** begin Information provided **
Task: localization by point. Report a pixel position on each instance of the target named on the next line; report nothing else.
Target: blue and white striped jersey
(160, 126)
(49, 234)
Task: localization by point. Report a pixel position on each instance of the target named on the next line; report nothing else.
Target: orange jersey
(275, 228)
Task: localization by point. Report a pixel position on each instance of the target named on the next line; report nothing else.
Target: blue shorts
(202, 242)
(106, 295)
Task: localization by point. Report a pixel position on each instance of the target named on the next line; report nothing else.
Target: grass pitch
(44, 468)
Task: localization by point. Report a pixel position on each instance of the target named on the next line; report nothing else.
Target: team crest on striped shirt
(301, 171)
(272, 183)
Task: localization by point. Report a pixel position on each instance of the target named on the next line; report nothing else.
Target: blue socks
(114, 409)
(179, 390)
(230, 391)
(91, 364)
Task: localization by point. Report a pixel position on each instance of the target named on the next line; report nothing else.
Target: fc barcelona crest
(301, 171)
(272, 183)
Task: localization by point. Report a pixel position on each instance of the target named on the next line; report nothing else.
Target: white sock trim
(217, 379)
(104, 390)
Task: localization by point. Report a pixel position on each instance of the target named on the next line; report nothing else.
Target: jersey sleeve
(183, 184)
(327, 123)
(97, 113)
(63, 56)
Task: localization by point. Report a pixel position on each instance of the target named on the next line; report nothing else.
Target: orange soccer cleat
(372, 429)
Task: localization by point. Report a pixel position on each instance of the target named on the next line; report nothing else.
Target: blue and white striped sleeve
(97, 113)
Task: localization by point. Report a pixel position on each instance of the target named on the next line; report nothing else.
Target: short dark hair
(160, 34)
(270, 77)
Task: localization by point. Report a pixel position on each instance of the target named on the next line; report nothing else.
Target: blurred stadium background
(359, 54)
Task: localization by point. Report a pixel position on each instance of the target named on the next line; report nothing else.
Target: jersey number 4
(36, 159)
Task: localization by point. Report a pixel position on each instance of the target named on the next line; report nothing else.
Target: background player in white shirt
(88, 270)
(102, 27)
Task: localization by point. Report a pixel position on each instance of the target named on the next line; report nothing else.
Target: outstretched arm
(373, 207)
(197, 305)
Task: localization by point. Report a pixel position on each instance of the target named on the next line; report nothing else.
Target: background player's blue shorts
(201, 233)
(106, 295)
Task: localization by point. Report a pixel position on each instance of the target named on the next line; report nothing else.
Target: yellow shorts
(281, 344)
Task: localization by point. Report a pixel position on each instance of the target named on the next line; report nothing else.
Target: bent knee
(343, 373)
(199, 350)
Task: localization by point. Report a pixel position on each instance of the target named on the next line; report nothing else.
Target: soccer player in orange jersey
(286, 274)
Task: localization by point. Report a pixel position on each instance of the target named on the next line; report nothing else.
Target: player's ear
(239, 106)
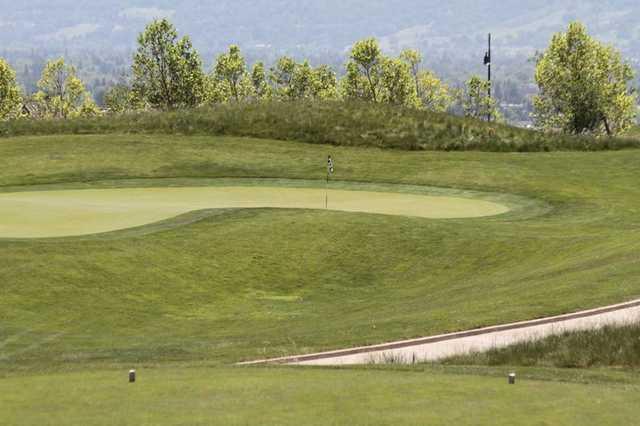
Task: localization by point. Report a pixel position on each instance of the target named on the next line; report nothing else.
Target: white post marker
(330, 171)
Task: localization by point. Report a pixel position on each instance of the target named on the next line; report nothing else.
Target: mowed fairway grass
(215, 287)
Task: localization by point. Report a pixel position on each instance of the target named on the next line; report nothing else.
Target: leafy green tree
(293, 80)
(121, 98)
(354, 85)
(281, 77)
(397, 84)
(476, 102)
(324, 83)
(167, 71)
(62, 93)
(413, 57)
(364, 71)
(10, 97)
(585, 86)
(231, 73)
(261, 88)
(433, 94)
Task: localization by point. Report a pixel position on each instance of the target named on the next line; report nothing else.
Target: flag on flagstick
(330, 171)
(330, 168)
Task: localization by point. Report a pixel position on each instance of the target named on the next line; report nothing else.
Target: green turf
(243, 284)
(227, 396)
(63, 213)
(220, 286)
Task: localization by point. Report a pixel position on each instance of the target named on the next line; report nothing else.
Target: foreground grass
(182, 299)
(336, 123)
(607, 347)
(309, 396)
(244, 284)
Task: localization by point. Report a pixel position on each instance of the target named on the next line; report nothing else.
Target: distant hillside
(329, 25)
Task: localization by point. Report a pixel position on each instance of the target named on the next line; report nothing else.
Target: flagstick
(326, 193)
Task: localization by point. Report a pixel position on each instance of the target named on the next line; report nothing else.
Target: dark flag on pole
(330, 170)
(330, 165)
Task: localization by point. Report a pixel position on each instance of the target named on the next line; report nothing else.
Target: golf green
(46, 214)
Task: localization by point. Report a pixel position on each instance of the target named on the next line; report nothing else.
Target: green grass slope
(227, 396)
(182, 299)
(617, 347)
(336, 123)
(242, 284)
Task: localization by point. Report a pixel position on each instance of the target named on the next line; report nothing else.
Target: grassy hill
(184, 299)
(335, 123)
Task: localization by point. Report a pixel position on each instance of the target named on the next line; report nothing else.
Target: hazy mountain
(98, 36)
(322, 25)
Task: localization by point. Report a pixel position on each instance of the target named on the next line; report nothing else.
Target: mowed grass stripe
(255, 283)
(224, 396)
(47, 214)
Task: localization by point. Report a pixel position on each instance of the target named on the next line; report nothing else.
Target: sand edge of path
(437, 347)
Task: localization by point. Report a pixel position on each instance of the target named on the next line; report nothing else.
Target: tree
(584, 86)
(120, 99)
(293, 80)
(10, 97)
(167, 72)
(397, 84)
(476, 102)
(281, 77)
(365, 69)
(324, 83)
(261, 88)
(433, 94)
(231, 73)
(413, 57)
(62, 93)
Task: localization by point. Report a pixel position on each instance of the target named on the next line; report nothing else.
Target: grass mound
(336, 123)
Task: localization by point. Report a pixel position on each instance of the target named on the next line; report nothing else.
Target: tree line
(584, 85)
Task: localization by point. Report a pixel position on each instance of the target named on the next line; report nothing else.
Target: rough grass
(211, 289)
(336, 123)
(607, 347)
(242, 285)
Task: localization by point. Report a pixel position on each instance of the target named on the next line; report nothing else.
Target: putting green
(89, 211)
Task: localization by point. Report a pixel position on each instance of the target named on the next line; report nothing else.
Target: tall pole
(489, 79)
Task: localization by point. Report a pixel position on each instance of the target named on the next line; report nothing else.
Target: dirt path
(442, 346)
** end Information provided **
Written task:
Repeat all the data as it stands, dropping any images it holds.

Solution to this problem:
Task: localization by point. Report a pixel position on each instance of the target named on the next line; report nothing else.
Target: blue and white striped jersey
(160, 126)
(49, 234)
Task: localization by point. Report a pixel position on each instance of the target named on the next line; report nothing else.
Target: orange jersey
(275, 228)
Task: localization by point. Report a pixel position on each instance of the target named on the next line; report nothing else.
Target: blue shorts
(202, 242)
(106, 295)
Task: localization by point. Report a pixel position on each instance of the target named on the next line; report nothing else.
Target: grass pitch
(44, 468)
Task: localization by point. Report a pixel position on each instance of the target named on the next line; report nothing else.
Target: team crest on striped shirt
(301, 171)
(272, 183)
Task: localization by point. Report a pixel position on each instance of the target named on the next line; report nothing else.
Target: blue socks
(114, 409)
(179, 390)
(230, 391)
(91, 364)
Task: localization by point. Report a pixel position on each instance of the target named on the next line; report nothing else.
Target: fc barcelona crest
(301, 171)
(272, 183)
Task: localization by point. Report a pixel position on each instance of the target named on the next line; report nothing else.
Target: white sock trim
(217, 379)
(104, 390)
Task: localization by point. Report a pixel position on each instance of the target named on the next line; report nothing else.
Target: jersey sleeve
(183, 184)
(327, 123)
(97, 113)
(63, 56)
Task: localization by point. Report a pixel position on each instance of the target named on the next line; report nothing else.
Target: orange soccer cleat
(372, 429)
Task: localization by point. Report a pixel position on each instance of the target named on the next line; report nothing else.
Target: blue and white striped sleeve
(97, 113)
Task: localization by point. Report a pixel position on each instance of the target named on the next line; report nothing else.
Target: short dark hair
(160, 34)
(270, 77)
Task: localization by point. Report a pixel position on each instance of the target named on the next line; report nothing else.
Target: blurred stadium background
(359, 54)
Task: localization by point. Report a pixel position on each instance of the target named on the next line; report nothing else.
Target: jersey number 4
(36, 159)
Task: localization by point. Report a pixel position on each instance of the target named on the next line; report nothing else.
Target: background player in white shirt
(88, 270)
(102, 27)
Task: localization by point. Report a pixel position on each instance of the target named on the next line; report nothing else.
Target: outstretched arm
(373, 207)
(197, 305)
Task: localization by point. Report a pixel position on each instance of the target named on the next line; report nothing else.
Target: background player's blue shorts
(201, 233)
(106, 295)
Task: localization by point. Report a pixel position on each instance of the target named on the next line; report nothing else.
Target: yellow shorts
(281, 344)
Task: localization by point. Report a pixel position on each instance of the target named on the next line; report nothing else.
Target: bent knee
(343, 373)
(199, 350)
Task: localization by point. Report a pixel position on each instance of the target named on the next line; report nothing else.
Target: soccer player in orange jersey
(286, 274)
Task: localization by point. Report a pixel position on each instance of the target named on the next line; report nothing else.
Target: player's ear
(239, 106)
Task: localization by point. Report a pixel position on each instance of the target named on the next line; report nothing else.
Target: white post marker
(330, 171)
Task: localization by point. Report a pixel position on each instance of the target named on the next line; report nothing else.
Target: mowed fairway grass
(215, 287)
Task: localization by point. Report a pixel position on each instance of the target named on the next line; report nothing else.
Target: leafy green tree
(293, 80)
(121, 98)
(354, 85)
(281, 77)
(397, 84)
(476, 102)
(324, 83)
(167, 71)
(62, 93)
(413, 57)
(364, 71)
(10, 97)
(585, 86)
(231, 73)
(261, 88)
(433, 94)
Task: localization by point. Report a pixel position on each instance of the target named on the next line; report nothing else.
Target: flag on flagstick
(330, 171)
(330, 168)
Task: localization by point. Report a pixel position on each instance of the target named on the next line; report nothing else.
Target: green turf
(243, 284)
(227, 396)
(63, 213)
(220, 286)
Task: localization by point. Report a pixel position on each instance of the target named on the next line; report nothing else.
Target: foreground grass
(182, 299)
(336, 123)
(607, 347)
(309, 396)
(244, 284)
Task: localization by point. Report a pixel position on each instance of the target named on the next line; report nothing else.
Target: distant hillside
(329, 25)
Task: localization by point. Report a pixel position on each instance of the target named on the next line; report nothing else.
Target: flagstick
(326, 193)
Task: localization by point. Report a pixel position on each instance of the target named on the next line; report nothing else.
Target: dark flag on pole
(330, 170)
(330, 165)
Task: localization by point. Report a pixel position on each instance of the target named on the next line; report nothing else.
Target: golf green
(46, 214)
Task: localization by point. Report a pixel position on each instance of the target named on the next line; report nothing else.
Target: green grass slope
(227, 396)
(182, 299)
(617, 347)
(336, 123)
(242, 284)
Task: localization by point. Report a pixel position on each instance of the target named on the next line; report nothing else.
Target: grassy hill
(184, 299)
(335, 123)
Task: localization by point. Report a pixel position on each instance of the target named on the next line; report nothing else.
Target: hazy mountain
(98, 36)
(322, 25)
Task: localization by point. Report a pixel position on each instance of the target named on the next line; report nothing else.
Target: mowed grass stripe
(255, 283)
(224, 396)
(47, 214)
Task: localization by point. Report a pixel position on each instance of the target named on the next line; report nothing else.
Target: sand edge of path
(437, 347)
Task: localization by point. Report a pixel position on each instance of the target named on the next line; report nothing else.
Target: tree
(584, 86)
(120, 99)
(293, 80)
(10, 97)
(167, 72)
(397, 84)
(476, 102)
(281, 77)
(365, 69)
(324, 83)
(261, 88)
(433, 94)
(231, 73)
(413, 57)
(62, 93)
Task: localization by point. Report a pixel position on each instance of the target named on the next line; report nothing else.
Target: grass mound
(336, 123)
Task: localization by point. Report a pixel position on each instance of the target named on the next line; report nothing else.
Target: tree line
(584, 85)
Task: localization by point. Report a pixel position on each instance of the target named on the next line; report nothing else.
Target: rough grass
(211, 289)
(336, 123)
(607, 347)
(242, 285)
Task: localization by point. Report a pixel position on each instance of the target named on the next line; report nothing else.
Target: putting green
(89, 211)
Task: localization by point. Report a pixel position on each instance of the target named on the next line; report nothing else.
Target: tall pole
(489, 79)
Task: localization by point. Report a pixel position on each instance of the target named on the next line; report nothing else.
Target: dirt path
(442, 346)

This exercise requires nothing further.